**Instructions for the task:** Copy out the data below verbatim.

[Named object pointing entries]
======
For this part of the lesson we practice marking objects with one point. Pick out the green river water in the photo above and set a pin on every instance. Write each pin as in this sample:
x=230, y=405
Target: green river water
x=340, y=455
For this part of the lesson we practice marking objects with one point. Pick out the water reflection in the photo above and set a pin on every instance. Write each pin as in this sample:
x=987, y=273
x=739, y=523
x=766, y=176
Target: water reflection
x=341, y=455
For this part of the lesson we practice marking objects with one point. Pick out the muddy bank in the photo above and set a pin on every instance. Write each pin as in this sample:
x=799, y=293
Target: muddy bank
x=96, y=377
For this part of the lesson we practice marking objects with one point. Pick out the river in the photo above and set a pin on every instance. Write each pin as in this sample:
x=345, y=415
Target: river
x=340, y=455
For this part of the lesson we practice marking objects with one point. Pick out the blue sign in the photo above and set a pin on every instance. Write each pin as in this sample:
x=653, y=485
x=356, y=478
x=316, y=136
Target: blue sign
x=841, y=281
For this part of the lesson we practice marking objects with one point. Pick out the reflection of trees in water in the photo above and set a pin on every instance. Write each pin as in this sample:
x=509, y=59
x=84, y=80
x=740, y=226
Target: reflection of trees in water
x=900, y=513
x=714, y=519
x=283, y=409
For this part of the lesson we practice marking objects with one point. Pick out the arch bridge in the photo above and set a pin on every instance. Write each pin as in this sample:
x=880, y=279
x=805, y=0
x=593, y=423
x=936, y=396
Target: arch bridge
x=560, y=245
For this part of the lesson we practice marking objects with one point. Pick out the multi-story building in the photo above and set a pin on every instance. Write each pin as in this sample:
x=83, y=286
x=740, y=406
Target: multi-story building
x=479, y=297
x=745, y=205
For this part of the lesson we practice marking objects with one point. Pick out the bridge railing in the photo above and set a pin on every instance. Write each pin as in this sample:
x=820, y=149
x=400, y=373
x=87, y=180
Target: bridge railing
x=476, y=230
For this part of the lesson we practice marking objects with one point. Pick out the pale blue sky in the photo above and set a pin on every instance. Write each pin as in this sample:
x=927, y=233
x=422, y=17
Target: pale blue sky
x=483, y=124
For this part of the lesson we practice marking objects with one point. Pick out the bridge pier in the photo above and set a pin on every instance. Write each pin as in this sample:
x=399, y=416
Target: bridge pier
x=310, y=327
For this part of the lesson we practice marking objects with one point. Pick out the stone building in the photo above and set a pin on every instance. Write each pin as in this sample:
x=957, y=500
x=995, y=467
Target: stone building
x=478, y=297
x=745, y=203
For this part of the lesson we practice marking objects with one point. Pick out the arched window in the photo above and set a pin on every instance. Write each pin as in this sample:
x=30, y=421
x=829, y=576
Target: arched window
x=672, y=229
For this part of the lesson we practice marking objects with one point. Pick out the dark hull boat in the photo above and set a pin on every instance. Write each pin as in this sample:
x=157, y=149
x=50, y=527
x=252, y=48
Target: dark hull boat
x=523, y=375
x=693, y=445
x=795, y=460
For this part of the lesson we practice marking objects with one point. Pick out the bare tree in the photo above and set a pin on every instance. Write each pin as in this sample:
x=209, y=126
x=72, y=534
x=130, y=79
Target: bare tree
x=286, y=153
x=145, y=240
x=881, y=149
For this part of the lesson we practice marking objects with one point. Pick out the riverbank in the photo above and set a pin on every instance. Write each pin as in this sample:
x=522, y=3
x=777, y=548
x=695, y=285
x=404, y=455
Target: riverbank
======
**The output:**
For this part of the lesson we practice marking objects with one point. Pick out the green river water in the photo above and set a pin on every instance. Write each pin as in this sample:
x=230, y=405
Target: green river water
x=340, y=455
For this part of the lesson we practice marking objects with one point. Pick out the water reflection in the photo above and set a pin on every instance. Write each pin as in this sample:
x=987, y=273
x=739, y=523
x=766, y=176
Target: water reflection
x=341, y=455
For this part of the lesson we practice marking objects with one point. Pick out the muddy bank in the photo above and set a pin on every instance. Write each pin as in this sample:
x=799, y=293
Target: muddy bank
x=96, y=377
For this part of the lesson we practice marking objects with one point. Pick out the river in the photo above and set a pin on every instance. Write each pin as in this sample:
x=345, y=415
Target: river
x=340, y=455
For this part of the lesson we practice marking objects with one point. Pick out the blue sign in the photo above and set a pin on every instance. Write each pin as in this sample:
x=653, y=485
x=356, y=478
x=316, y=136
Target: blue sign
x=841, y=281
For this part of the lesson we practice marking objects with one point. Pick out the reflection of trees in water in the photo above and set a pin on every instance. Write each pin as in this sample:
x=509, y=59
x=84, y=80
x=740, y=226
Target: reflection of trees in water
x=900, y=513
x=714, y=519
x=283, y=409
For this part of the lesson we practice marking objects with one point. Pick out the arch bridge in the photo above and set a pin on every instance. Write each pin as in this sample:
x=880, y=279
x=805, y=0
x=593, y=423
x=936, y=396
Target: arch bridge
x=560, y=245
For this part of the lesson we practice marking objects with one point. Pick out the multi-story building in the photo above and set a pin on every instance. Write each pin as in this sample:
x=83, y=286
x=740, y=406
Target: multi-story building
x=479, y=297
x=745, y=205
For this part of the lesson we practice marking objects with one point. Pick out the bridge railing in the photo above and set a pin on every instance. Write each pin as in this sample:
x=820, y=149
x=400, y=373
x=87, y=180
Target: bridge railing
x=476, y=230
For this part of the lesson we practice marking objects with one point. Pick out the pale blue sky in the photo above and set a pin on every instance. Write each pin as in this sample:
x=927, y=233
x=422, y=17
Target: pale blue sky
x=483, y=124
For this part of the lesson we practice marking objects with one point. Pick out the bridge pier in the photo above and set a pin on every instance. Write each pin as in this sample:
x=399, y=416
Target: bridge pier
x=310, y=327
For this part of the lesson we practice marking objects with one point. Pick out the stone building in the photo above and set a pin on every instance. Write each pin as in this sample:
x=957, y=500
x=995, y=467
Target: stone building
x=478, y=297
x=745, y=203
For this part of the lesson we practice marking objects with one point. Pick out the arched window in the photo above and set a pin on every instance. Write each pin as in this sample:
x=30, y=421
x=829, y=576
Target: arched window
x=672, y=229
For this part of the lesson we practice marking objects with one point. Pick out the dark hull boat in the photo above and set a pin on every instance. Write each pin as in this sample:
x=157, y=149
x=50, y=527
x=252, y=48
Target: dark hull boat
x=523, y=375
x=693, y=445
x=795, y=460
For this part of the lesson we practice marking objects with one point. Pick out the bare tree in the photo above and set a pin on every instance. Write each pin as in this sample:
x=209, y=126
x=72, y=534
x=130, y=79
Target: bare tree
x=286, y=153
x=145, y=240
x=881, y=149
For this part of the lesson we practice marking objects with one point. Pick out the riverbank in the photo above and set a pin on every instance. Write each pin as in this sample:
x=522, y=3
x=777, y=548
x=695, y=285
x=404, y=455
Target: riverbank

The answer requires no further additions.